#### [EXERCISE REQUIREMENTS]
Count the lines below that contain the string "rough", with case taken into account. Give only the number.
== TASK INPUTS ==
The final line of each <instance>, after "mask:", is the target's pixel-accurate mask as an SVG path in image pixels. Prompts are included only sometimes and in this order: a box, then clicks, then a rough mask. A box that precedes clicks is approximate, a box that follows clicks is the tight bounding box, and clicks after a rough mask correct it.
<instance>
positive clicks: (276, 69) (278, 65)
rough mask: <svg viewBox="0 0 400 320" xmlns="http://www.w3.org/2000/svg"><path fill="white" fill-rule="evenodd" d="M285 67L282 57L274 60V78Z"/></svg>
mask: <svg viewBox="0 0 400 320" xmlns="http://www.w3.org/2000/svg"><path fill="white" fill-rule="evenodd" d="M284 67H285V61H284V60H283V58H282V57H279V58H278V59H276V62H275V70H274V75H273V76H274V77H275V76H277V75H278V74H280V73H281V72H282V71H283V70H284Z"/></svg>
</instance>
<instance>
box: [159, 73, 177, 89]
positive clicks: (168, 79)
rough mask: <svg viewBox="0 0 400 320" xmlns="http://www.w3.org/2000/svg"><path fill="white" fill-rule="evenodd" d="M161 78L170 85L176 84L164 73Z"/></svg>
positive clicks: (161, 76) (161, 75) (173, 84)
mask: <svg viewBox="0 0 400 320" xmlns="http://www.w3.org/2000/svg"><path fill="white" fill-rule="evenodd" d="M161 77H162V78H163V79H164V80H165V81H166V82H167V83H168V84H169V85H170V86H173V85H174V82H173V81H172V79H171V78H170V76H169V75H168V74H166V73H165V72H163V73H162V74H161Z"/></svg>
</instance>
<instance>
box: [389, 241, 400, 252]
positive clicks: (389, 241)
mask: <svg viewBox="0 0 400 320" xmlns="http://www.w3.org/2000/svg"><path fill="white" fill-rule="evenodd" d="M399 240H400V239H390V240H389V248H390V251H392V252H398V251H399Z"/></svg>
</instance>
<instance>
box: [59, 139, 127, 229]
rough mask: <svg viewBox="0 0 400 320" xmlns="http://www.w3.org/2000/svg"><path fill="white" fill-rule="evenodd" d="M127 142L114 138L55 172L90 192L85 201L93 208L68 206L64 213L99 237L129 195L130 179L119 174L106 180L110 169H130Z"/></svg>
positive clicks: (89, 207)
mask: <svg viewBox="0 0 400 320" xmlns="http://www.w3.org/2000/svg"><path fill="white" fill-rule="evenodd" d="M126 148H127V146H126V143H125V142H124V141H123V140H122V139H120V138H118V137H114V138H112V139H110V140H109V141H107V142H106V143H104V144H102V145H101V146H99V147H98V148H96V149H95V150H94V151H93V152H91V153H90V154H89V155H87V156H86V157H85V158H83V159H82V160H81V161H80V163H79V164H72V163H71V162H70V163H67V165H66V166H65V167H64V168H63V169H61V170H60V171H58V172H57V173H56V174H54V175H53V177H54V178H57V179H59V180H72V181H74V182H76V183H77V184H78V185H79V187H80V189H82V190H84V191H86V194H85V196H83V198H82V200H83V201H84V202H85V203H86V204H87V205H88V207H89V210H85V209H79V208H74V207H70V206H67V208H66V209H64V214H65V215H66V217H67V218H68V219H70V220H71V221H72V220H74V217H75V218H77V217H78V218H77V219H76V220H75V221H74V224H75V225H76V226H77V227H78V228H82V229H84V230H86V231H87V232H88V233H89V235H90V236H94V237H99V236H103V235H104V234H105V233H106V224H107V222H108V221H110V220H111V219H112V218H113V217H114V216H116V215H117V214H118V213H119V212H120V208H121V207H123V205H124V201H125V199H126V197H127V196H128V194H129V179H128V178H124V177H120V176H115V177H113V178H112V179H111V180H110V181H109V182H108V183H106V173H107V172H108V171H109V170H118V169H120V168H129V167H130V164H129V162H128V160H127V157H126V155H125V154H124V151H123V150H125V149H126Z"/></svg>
===
#### [SOLUTION TO THE PROBLEM]
4